YOUR TASK = Repeat exactly, and only, the lines below starting at the line that contains "above contains glove" and ending at the line that contains "above contains shadow", inclusive of both.

____ RECORDS FOR THIS EXERCISE

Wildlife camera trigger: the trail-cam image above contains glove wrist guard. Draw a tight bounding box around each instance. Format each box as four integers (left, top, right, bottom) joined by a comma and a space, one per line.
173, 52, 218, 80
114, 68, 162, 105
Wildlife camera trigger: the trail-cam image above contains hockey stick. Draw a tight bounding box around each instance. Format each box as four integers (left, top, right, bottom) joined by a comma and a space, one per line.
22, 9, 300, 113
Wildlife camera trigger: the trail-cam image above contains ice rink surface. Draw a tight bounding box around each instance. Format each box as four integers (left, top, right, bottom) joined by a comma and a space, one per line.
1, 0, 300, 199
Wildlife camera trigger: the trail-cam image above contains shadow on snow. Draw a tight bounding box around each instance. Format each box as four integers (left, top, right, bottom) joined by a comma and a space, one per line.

________
____ RECORDS FOR THIS EXERCISE

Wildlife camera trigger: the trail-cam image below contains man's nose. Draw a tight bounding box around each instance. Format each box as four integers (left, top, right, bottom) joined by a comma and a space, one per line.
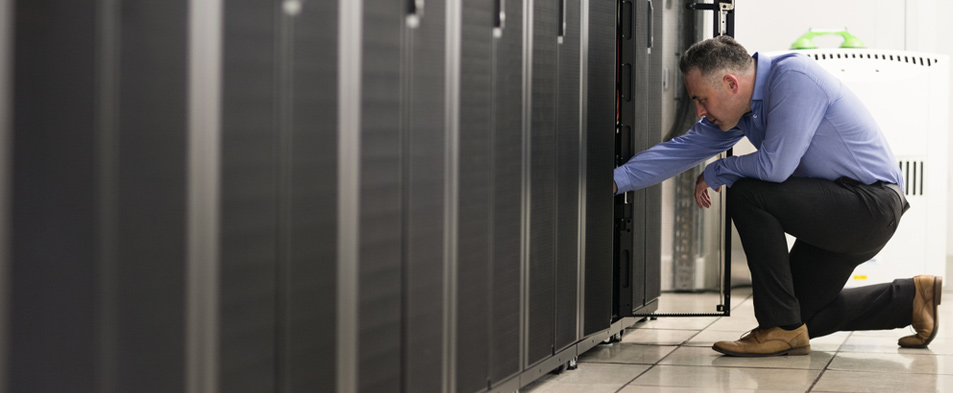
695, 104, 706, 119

________

OUTPUT FOR THIS TASK =
Wildlife camera trigger: the trail-cam image above contains glove wrist guard. Draw a tight bounding box around each instance. Format each box as four integers (left, top, right, bottom) joined by a comma and a space, one per line.
173, 52, 218, 80
114, 68, 162, 105
Wildlife camera trigger: the trail-cam image above contains hockey stick. Draw a tight bounding box around each instance. Format each box as four integers (left, top, right, bottom) joined by a comma and a space, one per line.
22, 9, 300, 113
Wildlife camera trigger: the trail-cam image above contains ice rink surface. Draw a tight bounding box around each instance. Format each box as four integers (left, top, right, bottom) joined by a comma and a space, one per line.
1, 0, 300, 199
Wildlife camera trigger: the trail-cam image above contains shadow on snow. Draw a tight bounding box around each instance. Format each box as four integers (left, top, right, bottom) joined by a comma and a space, one per line.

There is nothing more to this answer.